===== DATASET CONTENT

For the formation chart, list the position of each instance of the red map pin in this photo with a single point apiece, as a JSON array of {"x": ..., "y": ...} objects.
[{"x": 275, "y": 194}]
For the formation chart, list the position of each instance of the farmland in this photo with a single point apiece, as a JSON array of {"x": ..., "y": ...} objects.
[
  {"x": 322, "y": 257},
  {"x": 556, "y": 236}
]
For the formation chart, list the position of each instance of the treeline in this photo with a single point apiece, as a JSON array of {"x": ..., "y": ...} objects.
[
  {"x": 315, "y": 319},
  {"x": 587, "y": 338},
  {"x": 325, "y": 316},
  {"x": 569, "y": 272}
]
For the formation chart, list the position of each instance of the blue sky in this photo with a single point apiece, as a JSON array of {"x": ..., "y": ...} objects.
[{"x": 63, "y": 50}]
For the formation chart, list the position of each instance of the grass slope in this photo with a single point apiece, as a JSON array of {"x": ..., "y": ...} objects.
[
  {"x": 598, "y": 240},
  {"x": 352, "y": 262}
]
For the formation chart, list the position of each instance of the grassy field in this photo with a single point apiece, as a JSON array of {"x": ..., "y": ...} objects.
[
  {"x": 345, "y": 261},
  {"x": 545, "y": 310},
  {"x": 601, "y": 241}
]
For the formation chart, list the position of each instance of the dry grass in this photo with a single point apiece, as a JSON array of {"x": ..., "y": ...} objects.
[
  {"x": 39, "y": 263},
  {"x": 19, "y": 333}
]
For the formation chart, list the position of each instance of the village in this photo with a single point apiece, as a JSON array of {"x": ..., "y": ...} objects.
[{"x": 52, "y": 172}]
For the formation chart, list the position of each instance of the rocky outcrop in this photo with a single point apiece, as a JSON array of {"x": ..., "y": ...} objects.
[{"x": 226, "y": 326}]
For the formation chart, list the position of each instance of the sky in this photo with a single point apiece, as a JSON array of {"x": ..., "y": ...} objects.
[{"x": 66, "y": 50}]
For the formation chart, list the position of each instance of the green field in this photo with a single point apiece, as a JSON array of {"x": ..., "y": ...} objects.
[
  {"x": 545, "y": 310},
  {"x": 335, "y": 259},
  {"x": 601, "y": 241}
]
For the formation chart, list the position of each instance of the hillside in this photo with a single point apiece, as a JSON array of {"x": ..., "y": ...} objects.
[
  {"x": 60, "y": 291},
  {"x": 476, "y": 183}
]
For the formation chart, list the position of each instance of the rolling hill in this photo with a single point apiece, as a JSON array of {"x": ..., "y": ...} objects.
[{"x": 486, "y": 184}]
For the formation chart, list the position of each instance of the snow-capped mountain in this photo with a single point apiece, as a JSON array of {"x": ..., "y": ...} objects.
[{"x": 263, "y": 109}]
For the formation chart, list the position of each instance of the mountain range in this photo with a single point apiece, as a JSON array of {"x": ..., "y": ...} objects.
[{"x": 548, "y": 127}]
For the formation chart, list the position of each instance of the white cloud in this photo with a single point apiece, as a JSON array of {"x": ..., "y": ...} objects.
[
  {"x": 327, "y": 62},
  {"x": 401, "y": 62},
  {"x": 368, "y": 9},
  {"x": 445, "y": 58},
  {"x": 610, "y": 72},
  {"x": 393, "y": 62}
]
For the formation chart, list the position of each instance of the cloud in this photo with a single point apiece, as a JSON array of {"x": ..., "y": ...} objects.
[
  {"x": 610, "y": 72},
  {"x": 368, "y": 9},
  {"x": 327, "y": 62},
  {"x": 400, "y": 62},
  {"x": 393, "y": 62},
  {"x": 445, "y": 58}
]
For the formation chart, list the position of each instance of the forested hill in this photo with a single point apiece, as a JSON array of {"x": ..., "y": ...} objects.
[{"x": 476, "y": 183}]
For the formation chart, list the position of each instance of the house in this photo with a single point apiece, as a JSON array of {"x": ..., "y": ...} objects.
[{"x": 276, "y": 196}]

==========

### WHAT IS REQUIRED:
Write out the listing once more, matching it exactly.

### SOLUTION BELOW:
For the formation chart, list the position of each instance of the red map pin in this photo with a single point apiece, as a JSON array of {"x": ..., "y": ...} objects.
[{"x": 275, "y": 194}]
For the formation chart, list the position of each instance of the farmland in this photo with a single point apiece, as a JSON array of {"x": ..., "y": ...} objects.
[
  {"x": 322, "y": 257},
  {"x": 556, "y": 236}
]
For the formation chart, list the position of each instance of the treeline in this photo with a single point apiece, as a JSON array of {"x": ..., "y": ...} objects.
[
  {"x": 315, "y": 319},
  {"x": 587, "y": 338},
  {"x": 325, "y": 316},
  {"x": 569, "y": 272}
]
For the formation chart, list the position of each instance of the blue sky in this photo with a single point apiece, as a JSON array of {"x": ..., "y": ...} objects.
[{"x": 63, "y": 50}]
For the formation chart, list the position of each instance of the grass slope in this photo with a single point apiece, as a JSON array of {"x": ..., "y": ...} objects.
[
  {"x": 598, "y": 240},
  {"x": 352, "y": 262}
]
For the formation chart, list the position of each instance of the grassy field in this photo with a single point apiece, as a JSON array of {"x": ..., "y": ...} objects.
[
  {"x": 345, "y": 261},
  {"x": 545, "y": 310},
  {"x": 601, "y": 241}
]
For the formation chart, list the position of each instance of the dry grass in this photo with a single point apiece, as a JSON array of {"x": ..., "y": ...} objects.
[
  {"x": 39, "y": 263},
  {"x": 19, "y": 333}
]
For the formation chart, list the position of each instance of the village in this photo with a single point apiece, as a JSON array of {"x": ..., "y": ...} objects.
[{"x": 52, "y": 172}]
For the formation chart, list the position of each instance of the rocky outcrop in this photo with a single point apiece, as a JSON array of {"x": ..., "y": ...} objects.
[{"x": 226, "y": 326}]
For the formation chart, list the position of each instance of the sky in this photo with a single point apiece, as a JSON array of {"x": ..., "y": ...} objects.
[{"x": 66, "y": 50}]
For the formation chart, list the position of each instance of the green field in this photo with a single point apiece, as a JSON array of {"x": ..., "y": ...} objects.
[
  {"x": 545, "y": 310},
  {"x": 335, "y": 259},
  {"x": 601, "y": 241}
]
For the formation chart, list the position of each instance of the hillside in this photo with a single point apiece, as a JSON array of {"x": ..., "y": ...} objects.
[
  {"x": 60, "y": 291},
  {"x": 476, "y": 183}
]
For the formation chart, list the position of each instance of the rolling hill in this photo with a single point apiece, as a JSON array of {"x": ..., "y": ...} objects.
[{"x": 486, "y": 184}]
For the formation chart, list the position of each instance of the snow-capped mountain in this photo with a single point apiece, as a JSON array of {"x": ..., "y": ...} objects.
[{"x": 263, "y": 109}]
For the formation chart, list the position of each instance of the mountain range in this photo with a single point apiece, as a JSON array of {"x": ..., "y": ...} objects.
[{"x": 548, "y": 127}]
For the formation chart, list the position of each instance of the white cloud in this photo with a single point apiece, as a JSON array of {"x": ..., "y": ...} objects.
[
  {"x": 327, "y": 62},
  {"x": 401, "y": 62},
  {"x": 368, "y": 9},
  {"x": 445, "y": 58},
  {"x": 610, "y": 72},
  {"x": 393, "y": 62}
]
For the formation chart, list the position of each instance of the cloud in this photo with a single point apiece, as a JSON array of {"x": ..., "y": ...} objects.
[
  {"x": 610, "y": 72},
  {"x": 368, "y": 9},
  {"x": 327, "y": 62},
  {"x": 400, "y": 62},
  {"x": 393, "y": 62},
  {"x": 445, "y": 58}
]
For the formation chart, list the position of each instance of the forested hill in this photo with a single point apiece, as a JSON array of {"x": ..., "y": ...} objects.
[{"x": 476, "y": 183}]
For the formation chart, list the position of each instance of the house in this photo with a single point apiece, as a JSON array of {"x": ..., "y": ...} objects.
[{"x": 276, "y": 196}]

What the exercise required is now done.